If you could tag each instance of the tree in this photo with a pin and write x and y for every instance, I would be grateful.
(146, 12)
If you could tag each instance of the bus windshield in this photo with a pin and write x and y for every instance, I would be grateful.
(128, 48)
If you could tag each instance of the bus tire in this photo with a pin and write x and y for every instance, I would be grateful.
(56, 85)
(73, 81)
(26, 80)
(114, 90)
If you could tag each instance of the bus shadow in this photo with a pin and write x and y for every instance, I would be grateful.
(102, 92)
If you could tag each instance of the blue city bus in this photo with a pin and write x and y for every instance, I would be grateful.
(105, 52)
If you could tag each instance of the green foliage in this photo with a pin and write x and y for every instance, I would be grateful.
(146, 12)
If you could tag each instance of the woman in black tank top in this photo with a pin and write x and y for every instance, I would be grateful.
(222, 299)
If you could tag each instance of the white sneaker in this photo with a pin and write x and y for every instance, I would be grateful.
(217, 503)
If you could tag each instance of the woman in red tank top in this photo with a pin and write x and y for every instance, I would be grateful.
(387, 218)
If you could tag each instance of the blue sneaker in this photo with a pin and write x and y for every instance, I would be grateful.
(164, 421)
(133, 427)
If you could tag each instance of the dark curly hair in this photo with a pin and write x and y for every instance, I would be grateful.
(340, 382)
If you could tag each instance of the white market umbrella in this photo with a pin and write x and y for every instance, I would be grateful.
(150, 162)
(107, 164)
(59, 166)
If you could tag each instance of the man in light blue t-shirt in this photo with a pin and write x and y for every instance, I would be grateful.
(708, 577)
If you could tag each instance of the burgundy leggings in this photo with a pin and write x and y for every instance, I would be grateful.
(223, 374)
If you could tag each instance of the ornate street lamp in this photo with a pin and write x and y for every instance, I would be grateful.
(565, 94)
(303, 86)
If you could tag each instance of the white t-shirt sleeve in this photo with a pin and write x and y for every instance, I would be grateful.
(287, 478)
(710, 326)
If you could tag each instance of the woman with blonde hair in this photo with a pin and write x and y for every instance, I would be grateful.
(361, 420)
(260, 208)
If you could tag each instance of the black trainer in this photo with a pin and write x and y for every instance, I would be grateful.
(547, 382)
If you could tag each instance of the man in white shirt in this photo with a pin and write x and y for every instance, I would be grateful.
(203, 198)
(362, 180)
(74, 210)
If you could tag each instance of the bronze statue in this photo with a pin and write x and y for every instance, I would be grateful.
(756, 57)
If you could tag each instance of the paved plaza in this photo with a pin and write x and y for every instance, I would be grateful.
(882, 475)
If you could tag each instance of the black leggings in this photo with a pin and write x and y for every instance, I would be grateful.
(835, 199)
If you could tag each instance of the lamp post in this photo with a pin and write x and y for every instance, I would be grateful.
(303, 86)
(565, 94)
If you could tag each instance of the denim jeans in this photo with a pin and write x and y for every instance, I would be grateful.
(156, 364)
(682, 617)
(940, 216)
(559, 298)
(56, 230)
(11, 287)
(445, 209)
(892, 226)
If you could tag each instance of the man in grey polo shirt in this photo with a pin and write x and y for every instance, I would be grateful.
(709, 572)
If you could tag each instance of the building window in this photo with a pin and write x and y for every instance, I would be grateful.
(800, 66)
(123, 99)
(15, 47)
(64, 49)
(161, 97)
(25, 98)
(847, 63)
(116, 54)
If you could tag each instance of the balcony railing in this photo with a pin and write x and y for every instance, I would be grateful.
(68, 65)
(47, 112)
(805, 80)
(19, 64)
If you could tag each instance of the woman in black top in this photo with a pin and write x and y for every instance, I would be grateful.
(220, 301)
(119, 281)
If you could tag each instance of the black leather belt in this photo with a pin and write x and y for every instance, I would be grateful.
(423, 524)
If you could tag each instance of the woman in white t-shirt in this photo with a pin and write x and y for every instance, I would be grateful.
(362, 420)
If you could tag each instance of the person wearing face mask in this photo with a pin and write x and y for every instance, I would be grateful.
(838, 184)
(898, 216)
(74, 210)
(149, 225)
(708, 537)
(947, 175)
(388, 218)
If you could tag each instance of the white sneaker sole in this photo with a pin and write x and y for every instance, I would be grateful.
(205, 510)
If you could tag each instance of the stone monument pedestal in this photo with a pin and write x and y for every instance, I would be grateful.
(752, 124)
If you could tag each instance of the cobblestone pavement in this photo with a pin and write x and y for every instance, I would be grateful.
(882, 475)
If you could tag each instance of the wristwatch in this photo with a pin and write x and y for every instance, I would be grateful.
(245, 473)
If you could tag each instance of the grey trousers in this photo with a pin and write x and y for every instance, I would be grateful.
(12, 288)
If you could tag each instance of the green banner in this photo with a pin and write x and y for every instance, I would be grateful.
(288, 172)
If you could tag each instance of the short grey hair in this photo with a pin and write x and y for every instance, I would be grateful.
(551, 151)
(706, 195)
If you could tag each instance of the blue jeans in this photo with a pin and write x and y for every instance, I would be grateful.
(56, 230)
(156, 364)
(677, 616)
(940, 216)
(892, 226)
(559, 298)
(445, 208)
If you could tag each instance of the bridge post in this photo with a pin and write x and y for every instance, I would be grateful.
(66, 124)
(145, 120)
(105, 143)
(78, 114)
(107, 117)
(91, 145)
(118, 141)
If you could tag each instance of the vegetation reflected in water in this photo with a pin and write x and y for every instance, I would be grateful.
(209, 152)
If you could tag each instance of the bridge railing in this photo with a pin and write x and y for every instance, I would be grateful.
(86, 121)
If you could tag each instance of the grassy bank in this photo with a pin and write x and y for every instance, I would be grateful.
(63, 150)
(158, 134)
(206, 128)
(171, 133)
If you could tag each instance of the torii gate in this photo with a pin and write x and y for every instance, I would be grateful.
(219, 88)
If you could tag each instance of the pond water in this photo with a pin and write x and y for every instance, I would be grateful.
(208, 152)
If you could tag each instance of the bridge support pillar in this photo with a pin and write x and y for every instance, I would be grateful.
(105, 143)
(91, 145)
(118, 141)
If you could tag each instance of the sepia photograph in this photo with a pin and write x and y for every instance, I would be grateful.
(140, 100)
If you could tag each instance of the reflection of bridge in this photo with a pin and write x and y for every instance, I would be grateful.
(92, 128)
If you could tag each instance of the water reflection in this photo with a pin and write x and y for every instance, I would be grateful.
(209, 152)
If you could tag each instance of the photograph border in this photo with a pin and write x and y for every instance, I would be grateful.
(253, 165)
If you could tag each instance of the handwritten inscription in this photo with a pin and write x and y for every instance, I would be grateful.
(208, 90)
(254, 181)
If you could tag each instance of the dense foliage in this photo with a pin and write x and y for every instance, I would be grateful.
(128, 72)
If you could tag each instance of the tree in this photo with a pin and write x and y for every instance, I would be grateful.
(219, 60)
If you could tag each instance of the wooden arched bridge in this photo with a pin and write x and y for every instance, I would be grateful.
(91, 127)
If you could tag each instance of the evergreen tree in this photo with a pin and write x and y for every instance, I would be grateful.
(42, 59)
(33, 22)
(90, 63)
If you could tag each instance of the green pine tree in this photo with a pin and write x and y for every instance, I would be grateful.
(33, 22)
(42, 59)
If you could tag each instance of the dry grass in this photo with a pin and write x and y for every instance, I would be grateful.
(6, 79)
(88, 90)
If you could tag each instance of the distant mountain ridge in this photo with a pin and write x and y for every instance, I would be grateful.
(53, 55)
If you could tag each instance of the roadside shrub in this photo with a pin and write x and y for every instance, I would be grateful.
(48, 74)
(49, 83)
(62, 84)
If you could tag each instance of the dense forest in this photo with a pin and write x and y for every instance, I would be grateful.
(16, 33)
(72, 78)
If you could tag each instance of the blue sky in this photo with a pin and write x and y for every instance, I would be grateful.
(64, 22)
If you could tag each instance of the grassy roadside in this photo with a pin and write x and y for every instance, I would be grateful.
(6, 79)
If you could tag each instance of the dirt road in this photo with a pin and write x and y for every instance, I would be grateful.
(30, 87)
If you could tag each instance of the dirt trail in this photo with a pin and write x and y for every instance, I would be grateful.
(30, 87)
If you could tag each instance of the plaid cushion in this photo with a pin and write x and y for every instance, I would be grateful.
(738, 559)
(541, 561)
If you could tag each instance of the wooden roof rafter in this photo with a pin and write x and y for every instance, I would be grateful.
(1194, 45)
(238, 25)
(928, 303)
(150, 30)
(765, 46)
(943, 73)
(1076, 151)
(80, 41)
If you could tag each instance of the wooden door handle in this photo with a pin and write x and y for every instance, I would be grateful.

§ What is expected
Copy out again, word for word, the records from the line containing "If you could tag each instance of the dirt trail" through the end of the records, both ends included.

§ Solution for this task
If you could tag each instance of the dirt trail in this photo with a pin and write x and y for every instance, I would be grateful.
(30, 87)
If you could tag each instance of the plaid cushion in this photo with a pin and write x and y for every instance, I would be grateful.
(738, 559)
(541, 561)
If you could tag each instance of the wooden roof rafter in this photo with a pin and write x and y for every instance, I would be grateful.
(1194, 45)
(238, 25)
(928, 303)
(150, 30)
(765, 46)
(943, 73)
(1076, 151)
(80, 41)
If you could tag each instance of the wooden door handle in this photo with a pin and write x and y for every instance, I would be grateful.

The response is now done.